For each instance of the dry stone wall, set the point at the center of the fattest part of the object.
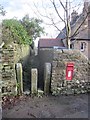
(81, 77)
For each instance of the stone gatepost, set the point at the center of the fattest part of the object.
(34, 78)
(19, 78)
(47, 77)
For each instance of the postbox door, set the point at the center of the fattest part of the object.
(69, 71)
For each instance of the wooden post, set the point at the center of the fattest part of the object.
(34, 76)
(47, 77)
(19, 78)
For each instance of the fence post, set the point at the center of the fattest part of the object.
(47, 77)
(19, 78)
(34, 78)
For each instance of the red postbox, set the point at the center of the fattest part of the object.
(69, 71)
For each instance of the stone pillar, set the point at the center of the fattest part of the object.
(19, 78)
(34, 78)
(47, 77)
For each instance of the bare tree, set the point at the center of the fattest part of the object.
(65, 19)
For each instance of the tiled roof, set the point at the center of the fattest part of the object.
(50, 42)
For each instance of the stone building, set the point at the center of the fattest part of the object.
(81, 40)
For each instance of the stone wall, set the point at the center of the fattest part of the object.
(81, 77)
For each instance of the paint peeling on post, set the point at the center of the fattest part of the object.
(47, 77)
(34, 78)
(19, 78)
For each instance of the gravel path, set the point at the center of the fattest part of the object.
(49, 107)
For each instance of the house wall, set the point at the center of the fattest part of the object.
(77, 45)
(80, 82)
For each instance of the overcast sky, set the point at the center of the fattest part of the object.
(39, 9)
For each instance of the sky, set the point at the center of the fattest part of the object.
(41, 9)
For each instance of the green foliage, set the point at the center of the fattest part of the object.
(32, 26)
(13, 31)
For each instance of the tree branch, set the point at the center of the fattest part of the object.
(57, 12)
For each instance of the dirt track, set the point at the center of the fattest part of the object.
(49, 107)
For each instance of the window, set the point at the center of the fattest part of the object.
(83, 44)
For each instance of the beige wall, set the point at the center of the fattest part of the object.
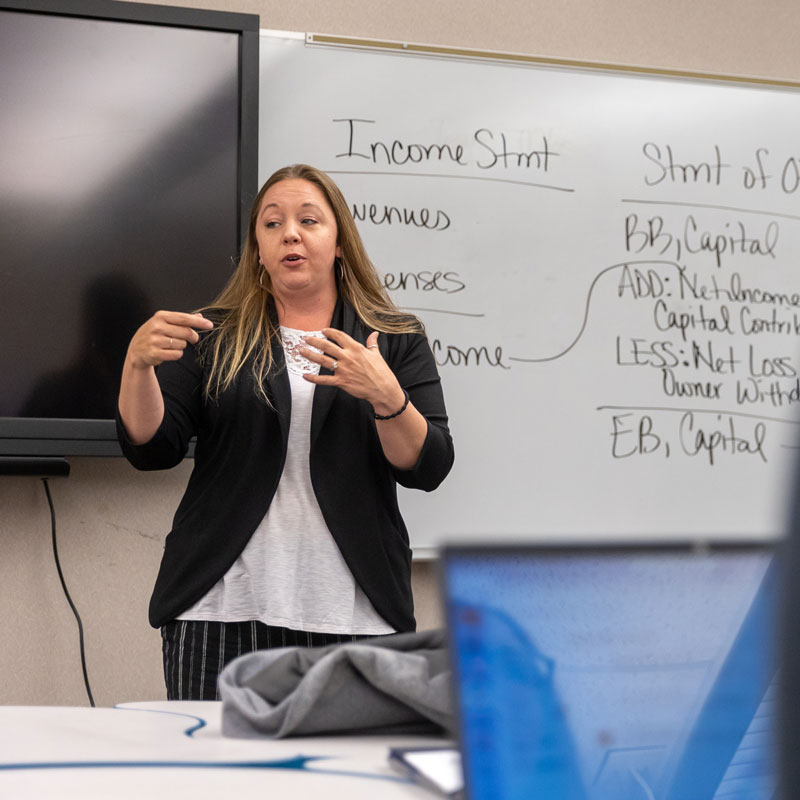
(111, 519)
_____
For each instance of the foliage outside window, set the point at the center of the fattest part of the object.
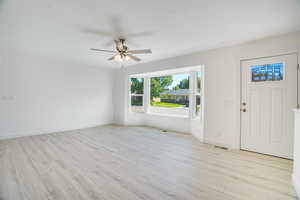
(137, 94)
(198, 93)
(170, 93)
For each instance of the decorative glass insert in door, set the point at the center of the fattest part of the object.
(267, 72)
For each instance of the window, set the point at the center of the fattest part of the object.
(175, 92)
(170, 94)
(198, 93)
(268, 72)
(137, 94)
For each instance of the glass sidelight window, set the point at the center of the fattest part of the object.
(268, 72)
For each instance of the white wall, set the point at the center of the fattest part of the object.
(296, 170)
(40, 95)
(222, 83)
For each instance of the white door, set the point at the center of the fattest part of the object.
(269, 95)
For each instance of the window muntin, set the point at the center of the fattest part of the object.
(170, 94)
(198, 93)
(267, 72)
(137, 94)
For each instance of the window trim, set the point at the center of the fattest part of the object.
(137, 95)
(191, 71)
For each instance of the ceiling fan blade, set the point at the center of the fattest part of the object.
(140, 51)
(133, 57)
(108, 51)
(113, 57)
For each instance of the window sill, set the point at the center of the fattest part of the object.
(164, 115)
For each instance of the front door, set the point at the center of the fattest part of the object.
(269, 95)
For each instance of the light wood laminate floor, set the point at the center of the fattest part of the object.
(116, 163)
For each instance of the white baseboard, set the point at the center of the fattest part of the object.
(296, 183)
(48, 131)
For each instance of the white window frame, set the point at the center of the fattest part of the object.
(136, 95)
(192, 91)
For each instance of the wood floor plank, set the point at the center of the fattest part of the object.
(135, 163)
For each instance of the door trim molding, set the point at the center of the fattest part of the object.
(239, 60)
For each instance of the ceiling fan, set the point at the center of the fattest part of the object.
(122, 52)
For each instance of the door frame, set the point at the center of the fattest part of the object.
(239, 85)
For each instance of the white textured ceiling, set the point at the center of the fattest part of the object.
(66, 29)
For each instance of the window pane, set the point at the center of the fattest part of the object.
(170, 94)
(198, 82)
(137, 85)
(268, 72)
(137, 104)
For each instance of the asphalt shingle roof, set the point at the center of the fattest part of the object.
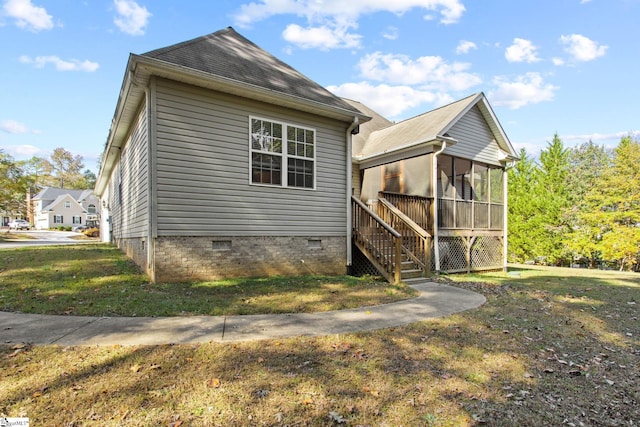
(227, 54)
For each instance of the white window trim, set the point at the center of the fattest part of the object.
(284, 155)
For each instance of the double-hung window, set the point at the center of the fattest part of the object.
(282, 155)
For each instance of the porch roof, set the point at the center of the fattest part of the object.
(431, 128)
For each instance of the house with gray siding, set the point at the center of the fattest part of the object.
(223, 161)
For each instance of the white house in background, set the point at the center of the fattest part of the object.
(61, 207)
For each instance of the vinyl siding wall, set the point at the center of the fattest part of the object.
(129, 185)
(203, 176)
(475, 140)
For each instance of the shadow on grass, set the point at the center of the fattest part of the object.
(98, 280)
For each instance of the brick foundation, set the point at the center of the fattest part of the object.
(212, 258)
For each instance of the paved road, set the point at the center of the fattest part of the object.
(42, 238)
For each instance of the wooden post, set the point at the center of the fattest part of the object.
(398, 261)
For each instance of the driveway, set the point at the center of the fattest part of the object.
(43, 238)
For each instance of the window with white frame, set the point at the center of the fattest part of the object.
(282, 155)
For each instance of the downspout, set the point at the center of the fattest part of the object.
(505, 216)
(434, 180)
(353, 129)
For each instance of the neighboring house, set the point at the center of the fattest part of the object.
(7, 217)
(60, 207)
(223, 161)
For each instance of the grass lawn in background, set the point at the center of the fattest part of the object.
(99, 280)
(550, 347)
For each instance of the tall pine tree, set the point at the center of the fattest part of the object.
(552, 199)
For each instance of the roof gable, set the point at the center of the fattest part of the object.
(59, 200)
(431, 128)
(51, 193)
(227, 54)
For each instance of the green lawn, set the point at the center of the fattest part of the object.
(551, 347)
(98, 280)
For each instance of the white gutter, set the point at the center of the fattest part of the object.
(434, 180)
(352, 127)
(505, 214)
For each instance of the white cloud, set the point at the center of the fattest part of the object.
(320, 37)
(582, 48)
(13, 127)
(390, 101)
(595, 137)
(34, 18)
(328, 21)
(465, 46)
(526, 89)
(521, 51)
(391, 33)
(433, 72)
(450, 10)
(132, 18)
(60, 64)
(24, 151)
_____
WHAT YOU WILL DO: How many lines in the items above contain the string "trim"? Matching is case-sensitive; reply with the number only.

SOLUTION: 3